## Source text
----

Ellen Moynihan, Leonard Greene
New York Daily News
Busker Mark Pickett has a unique perspective on the chokehold death of Jordan Neely, a menacing subway rider who was killed during a clash with Marine veteran Daniel Penny.
Pickett was well acquainted with Neely, a fellow street performer, and he once thwarted a vicious attack on a crowded subway car.
Like Penny, 24, the F train passenger whose chokehold resulted in Neely’s death, Pickett intervened when he saw another passenger in danger.
But unlike Penny, Pickett managed to subdue the troublemaker without anyone getting killed.
“I’m on the fence about arresting this guy,” Pickett said.
Pickett, 57, was on a Bronx-bound No. 1 train in April 2019 when he saw a man pull a hatchet out of a bag and swing it at an unsuspecting passenger. Before the blade connected, Pickett sprang into action and tackled the hatchet man, pinning him to the subway car floor until police arrived.
“Once I got the ax out of his hand and I had him pinned, I’m thinking, ‘I don’t know this guy. He didn’t do nothing to me,’ ” Pickett said Friday.
Penny didn’t know Neely, either, Picket said.
“If you didn’t know him you would think he’s a crazy person on the train,” Pickett said. “There was more to him than that.”
Pickett said Neely, 30, started coming out around Times Square and performing as Michael Jackson after 9/11, and also dancing outside City Hall.
“He used to do sets between the break dance shows,” Pickett said. “He was the special treat.”
But he said Neely had been going downhill since the pandemic, begging for money more often than performing to earn it.
“He would do some Michael Jackson stuff like a spin or do a kick,” Pickett said. “He would do whole songs before.”

----

Collected data:
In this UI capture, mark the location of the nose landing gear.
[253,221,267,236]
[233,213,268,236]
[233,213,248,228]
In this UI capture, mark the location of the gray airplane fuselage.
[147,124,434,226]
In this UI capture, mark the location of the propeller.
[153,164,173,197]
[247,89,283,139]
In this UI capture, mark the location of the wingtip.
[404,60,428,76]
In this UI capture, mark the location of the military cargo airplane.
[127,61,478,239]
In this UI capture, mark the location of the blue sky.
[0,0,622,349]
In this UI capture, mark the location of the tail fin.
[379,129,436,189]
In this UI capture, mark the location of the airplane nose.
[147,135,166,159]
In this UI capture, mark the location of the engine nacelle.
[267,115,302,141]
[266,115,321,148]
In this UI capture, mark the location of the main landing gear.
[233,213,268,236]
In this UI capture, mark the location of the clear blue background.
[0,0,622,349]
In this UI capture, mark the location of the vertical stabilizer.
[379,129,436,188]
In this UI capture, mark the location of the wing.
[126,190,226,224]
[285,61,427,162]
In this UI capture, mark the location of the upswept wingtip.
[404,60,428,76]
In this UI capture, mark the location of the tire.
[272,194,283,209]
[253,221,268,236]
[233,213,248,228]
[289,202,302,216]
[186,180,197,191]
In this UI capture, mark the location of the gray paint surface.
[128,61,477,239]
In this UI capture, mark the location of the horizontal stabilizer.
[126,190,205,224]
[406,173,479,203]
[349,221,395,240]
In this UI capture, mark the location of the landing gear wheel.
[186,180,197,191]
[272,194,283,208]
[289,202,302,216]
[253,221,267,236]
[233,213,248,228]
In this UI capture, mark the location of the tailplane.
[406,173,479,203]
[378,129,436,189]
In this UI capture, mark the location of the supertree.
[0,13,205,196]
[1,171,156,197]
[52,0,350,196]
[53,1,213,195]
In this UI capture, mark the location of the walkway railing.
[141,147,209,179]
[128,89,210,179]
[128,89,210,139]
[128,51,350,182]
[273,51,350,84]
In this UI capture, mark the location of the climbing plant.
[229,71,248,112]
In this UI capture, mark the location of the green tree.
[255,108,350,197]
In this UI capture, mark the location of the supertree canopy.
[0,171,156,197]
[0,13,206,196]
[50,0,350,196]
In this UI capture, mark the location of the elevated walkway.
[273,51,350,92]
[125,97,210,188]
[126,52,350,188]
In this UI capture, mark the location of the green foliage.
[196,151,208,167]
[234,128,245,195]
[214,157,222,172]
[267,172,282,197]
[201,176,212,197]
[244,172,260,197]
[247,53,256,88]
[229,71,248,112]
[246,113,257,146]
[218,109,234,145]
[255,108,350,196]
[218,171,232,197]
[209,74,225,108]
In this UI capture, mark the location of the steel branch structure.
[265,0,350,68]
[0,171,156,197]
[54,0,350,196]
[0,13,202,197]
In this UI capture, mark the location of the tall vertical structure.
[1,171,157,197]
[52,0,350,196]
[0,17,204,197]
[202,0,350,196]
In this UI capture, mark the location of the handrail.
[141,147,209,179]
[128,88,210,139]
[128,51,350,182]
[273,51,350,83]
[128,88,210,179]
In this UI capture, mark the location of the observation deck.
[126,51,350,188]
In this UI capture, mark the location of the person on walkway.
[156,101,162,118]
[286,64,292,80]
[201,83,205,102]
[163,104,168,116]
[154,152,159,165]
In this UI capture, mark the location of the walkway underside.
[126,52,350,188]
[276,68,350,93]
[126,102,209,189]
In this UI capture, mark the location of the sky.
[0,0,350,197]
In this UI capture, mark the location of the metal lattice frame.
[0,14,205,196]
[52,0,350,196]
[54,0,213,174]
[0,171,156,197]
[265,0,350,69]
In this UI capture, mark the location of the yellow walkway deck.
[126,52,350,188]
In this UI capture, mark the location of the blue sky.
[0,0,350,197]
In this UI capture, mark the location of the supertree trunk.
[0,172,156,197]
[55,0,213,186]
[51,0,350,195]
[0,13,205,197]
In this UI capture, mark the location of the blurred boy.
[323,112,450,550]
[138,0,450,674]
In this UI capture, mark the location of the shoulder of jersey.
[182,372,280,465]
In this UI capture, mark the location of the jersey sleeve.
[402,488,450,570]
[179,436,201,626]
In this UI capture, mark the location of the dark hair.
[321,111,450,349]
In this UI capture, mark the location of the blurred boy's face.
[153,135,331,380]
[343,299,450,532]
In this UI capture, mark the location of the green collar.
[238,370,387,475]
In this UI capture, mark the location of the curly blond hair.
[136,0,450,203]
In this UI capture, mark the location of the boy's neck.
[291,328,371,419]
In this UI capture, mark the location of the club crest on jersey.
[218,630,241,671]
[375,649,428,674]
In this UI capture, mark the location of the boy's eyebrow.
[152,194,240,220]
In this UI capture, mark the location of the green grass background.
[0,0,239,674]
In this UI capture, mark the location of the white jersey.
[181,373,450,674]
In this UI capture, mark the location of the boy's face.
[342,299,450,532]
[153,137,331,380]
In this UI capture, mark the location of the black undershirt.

----

## Study questions
1. In the article about Jordan Neely, what train was Mark Pickett riding in April 2019 when he saw a man swing a hatchet at a passenger?
2. Continue the article about Jordan Neely from the point where it stops.

## Your responses
1. A Bronx-bound No. 1 train.

2.
Pickett said he saw Neely about an hour before he died Monday. They were in Times Square, and he said Neely was looking distraught.
“He was actually dragging his Michael Jackson jacket on the ground,” Pickett said. “He had the Billie Jean jacket.
“He’s got his hat in his hand and he’s walking, staring off into space. He looked like he didn’t care about the traffic. His T-shirt didn’t look too clean. I didn’t say anything because I had another set to do. I didn’t think he was having emotional problems. I just thought somebody took his bucket of tips.
“Maybe if I had said something to him it would have held him up.”
Pickett also said sometimes it just wasn’t the right moment to talk with Neely because he was focused on channeling the King of Pop.
“We don’t talk like we’re bros because he’s in character,” said Pickett. “And that can hinder his personal emotions because he’s being Michael Jackson. If you’re doing Michael Jackson for like 20 years, where’s room for your psychological relief?”
Pickett said Neely’s death hit street performers hard.
“There’s a place that all the performers are in Times Square on 47th St. Everybody’s talking about him because everybody knew him,” Pickett said. “Everyone is shocked.”